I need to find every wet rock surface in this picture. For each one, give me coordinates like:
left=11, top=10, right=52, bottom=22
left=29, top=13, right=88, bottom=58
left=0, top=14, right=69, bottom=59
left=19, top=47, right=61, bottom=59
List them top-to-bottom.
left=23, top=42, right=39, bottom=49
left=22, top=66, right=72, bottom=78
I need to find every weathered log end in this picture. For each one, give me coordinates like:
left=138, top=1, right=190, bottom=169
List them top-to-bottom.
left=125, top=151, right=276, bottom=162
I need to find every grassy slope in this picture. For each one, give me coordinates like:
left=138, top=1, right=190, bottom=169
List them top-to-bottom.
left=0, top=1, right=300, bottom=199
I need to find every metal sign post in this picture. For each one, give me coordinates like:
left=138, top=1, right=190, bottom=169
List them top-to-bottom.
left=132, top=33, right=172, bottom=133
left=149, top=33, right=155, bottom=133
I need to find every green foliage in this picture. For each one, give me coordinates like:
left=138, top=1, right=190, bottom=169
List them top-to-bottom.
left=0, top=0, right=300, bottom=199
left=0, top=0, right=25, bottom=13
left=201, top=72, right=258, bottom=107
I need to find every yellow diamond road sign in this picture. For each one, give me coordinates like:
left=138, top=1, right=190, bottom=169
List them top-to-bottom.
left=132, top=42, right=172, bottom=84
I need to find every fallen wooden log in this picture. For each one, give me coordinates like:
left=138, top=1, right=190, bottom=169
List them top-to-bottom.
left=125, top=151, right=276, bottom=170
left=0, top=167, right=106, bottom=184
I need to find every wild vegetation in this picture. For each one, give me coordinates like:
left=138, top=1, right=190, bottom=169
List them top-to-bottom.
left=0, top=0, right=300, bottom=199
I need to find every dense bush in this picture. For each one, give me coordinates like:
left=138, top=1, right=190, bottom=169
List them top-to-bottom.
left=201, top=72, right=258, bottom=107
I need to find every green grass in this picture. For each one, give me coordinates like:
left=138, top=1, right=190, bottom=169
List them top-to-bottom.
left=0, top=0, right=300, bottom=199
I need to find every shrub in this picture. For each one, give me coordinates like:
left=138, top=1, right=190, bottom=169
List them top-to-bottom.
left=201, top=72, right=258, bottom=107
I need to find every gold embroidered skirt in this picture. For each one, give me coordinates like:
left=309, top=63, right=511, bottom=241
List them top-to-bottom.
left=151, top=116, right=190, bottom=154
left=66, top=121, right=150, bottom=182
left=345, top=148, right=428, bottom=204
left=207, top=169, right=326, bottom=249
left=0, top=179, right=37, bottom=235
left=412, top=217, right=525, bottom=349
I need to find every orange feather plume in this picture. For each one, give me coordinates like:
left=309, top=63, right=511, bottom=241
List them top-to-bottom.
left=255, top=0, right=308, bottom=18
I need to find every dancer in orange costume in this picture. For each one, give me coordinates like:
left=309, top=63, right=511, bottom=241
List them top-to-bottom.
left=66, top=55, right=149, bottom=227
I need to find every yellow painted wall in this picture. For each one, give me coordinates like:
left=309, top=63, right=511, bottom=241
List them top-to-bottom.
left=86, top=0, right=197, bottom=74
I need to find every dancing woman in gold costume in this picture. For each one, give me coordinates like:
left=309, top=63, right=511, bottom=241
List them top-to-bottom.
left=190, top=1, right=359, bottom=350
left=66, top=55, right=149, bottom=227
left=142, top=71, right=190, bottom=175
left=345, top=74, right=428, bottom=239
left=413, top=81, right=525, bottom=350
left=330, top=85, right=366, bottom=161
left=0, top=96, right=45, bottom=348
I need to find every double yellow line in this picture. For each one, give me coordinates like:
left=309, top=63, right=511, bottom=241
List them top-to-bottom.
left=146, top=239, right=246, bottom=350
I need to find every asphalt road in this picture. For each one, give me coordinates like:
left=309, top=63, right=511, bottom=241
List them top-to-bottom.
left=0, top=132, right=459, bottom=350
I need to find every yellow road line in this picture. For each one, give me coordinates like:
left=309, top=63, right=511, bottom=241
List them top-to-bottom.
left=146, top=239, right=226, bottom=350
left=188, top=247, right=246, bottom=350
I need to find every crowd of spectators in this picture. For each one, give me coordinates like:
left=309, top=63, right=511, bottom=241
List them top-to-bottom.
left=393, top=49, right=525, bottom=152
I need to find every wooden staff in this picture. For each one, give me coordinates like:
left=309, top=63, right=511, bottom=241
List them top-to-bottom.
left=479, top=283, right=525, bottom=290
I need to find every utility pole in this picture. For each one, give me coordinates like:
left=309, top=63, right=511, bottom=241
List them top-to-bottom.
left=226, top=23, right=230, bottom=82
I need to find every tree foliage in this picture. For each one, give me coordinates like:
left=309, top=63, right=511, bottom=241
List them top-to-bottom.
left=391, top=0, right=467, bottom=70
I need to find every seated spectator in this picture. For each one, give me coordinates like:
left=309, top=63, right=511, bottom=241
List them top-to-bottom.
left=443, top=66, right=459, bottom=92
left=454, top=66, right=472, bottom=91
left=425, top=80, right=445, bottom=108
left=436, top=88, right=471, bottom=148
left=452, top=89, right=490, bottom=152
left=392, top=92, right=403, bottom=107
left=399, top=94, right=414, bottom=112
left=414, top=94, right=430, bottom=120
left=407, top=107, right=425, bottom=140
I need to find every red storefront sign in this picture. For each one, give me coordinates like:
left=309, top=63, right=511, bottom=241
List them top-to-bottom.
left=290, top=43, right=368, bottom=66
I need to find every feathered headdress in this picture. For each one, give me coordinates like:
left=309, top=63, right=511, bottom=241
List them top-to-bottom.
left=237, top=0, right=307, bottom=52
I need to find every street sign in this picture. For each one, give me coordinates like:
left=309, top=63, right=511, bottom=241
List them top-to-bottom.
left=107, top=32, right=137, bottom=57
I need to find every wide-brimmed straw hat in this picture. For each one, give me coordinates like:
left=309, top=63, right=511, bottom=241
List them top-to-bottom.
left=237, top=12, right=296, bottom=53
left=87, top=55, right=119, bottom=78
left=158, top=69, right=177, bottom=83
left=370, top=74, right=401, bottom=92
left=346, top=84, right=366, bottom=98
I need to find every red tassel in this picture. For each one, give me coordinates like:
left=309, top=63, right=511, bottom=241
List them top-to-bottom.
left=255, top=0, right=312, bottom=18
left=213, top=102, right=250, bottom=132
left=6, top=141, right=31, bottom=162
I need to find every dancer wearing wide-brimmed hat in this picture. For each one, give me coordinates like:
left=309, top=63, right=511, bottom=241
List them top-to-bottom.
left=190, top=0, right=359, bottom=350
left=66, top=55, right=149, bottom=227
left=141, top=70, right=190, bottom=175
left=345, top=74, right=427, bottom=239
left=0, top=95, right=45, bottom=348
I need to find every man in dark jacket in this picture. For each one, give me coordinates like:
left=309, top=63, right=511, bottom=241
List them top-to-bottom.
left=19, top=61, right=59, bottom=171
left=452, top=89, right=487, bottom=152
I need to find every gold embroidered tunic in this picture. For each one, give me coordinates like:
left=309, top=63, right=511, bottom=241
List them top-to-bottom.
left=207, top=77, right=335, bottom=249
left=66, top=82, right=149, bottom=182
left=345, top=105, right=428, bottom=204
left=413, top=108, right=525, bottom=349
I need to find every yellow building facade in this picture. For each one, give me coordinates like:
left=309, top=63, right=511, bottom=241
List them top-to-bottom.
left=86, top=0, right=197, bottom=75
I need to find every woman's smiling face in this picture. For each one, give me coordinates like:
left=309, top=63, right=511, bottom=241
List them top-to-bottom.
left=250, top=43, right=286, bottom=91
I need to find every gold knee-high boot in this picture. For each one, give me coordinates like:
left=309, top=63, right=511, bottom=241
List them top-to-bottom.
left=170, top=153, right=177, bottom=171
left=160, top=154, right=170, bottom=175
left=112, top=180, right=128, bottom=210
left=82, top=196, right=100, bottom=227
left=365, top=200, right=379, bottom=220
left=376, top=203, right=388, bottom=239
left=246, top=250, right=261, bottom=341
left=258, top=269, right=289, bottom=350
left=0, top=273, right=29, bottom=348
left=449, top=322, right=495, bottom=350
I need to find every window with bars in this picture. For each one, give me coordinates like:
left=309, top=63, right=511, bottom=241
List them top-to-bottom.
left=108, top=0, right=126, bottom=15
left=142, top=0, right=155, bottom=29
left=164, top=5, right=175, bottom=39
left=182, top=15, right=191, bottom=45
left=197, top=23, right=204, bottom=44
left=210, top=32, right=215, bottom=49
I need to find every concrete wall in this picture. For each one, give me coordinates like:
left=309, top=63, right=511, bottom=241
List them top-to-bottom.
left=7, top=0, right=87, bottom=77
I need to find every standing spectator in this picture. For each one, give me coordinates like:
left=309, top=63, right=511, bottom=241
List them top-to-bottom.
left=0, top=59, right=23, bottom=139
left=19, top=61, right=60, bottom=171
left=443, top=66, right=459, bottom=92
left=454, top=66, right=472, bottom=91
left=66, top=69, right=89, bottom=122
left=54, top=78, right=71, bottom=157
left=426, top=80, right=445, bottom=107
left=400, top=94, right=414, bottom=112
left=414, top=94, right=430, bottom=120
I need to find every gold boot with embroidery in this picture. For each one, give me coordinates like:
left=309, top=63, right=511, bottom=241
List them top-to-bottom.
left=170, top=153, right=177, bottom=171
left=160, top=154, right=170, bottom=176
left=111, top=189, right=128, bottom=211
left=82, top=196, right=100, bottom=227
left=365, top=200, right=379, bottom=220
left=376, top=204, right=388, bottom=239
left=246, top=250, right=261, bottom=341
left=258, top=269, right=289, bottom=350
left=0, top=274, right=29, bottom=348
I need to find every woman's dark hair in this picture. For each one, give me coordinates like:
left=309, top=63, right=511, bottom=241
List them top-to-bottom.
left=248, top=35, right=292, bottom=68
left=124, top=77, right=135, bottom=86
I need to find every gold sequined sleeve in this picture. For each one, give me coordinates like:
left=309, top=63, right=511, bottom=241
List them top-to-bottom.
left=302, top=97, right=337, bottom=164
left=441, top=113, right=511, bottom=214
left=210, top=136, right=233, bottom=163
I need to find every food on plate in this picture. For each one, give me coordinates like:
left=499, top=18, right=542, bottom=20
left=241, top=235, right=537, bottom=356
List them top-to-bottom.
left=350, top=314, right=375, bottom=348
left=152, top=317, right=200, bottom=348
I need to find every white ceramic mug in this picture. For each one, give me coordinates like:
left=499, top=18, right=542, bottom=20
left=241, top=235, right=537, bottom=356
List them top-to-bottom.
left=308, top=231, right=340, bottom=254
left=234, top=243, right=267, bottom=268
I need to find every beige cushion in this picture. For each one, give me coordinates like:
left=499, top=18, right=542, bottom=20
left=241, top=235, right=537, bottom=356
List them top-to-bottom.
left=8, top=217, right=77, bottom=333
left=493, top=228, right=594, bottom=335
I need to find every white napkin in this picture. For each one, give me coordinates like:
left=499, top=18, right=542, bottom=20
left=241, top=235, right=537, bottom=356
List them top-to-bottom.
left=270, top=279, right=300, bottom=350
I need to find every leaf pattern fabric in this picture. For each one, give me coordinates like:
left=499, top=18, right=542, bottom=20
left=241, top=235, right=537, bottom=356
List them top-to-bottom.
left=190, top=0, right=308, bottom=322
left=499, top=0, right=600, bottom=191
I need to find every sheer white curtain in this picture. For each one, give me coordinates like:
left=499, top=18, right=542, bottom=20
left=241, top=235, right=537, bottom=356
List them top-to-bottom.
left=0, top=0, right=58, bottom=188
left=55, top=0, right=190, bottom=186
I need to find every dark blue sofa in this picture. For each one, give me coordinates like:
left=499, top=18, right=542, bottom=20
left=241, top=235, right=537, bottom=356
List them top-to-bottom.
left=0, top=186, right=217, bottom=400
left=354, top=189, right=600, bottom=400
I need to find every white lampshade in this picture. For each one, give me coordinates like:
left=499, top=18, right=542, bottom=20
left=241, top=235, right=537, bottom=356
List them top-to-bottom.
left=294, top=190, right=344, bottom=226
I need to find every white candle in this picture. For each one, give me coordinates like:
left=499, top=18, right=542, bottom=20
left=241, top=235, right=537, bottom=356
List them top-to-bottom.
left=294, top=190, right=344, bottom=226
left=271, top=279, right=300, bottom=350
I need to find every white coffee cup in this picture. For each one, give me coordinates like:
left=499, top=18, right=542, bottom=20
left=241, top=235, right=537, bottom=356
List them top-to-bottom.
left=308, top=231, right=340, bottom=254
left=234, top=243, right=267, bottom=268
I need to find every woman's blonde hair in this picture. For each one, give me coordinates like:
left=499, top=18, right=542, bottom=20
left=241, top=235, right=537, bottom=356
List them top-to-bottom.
-*-
Problem statement: Rewrite everything from the line containing "I need to find every concrete" down to the line containing "left=7, top=0, right=87, bottom=77", both lines included and the requests kept as they are, shifting every coordinate in the answers up by 32 and leaving the sample coordinates in the requests unchanged.

Result:
I need to find every concrete wall in this picture. For each one, give me coordinates like:
left=309, top=63, right=511, bottom=241
List them top-to-bottom.
left=39, top=32, right=119, bottom=109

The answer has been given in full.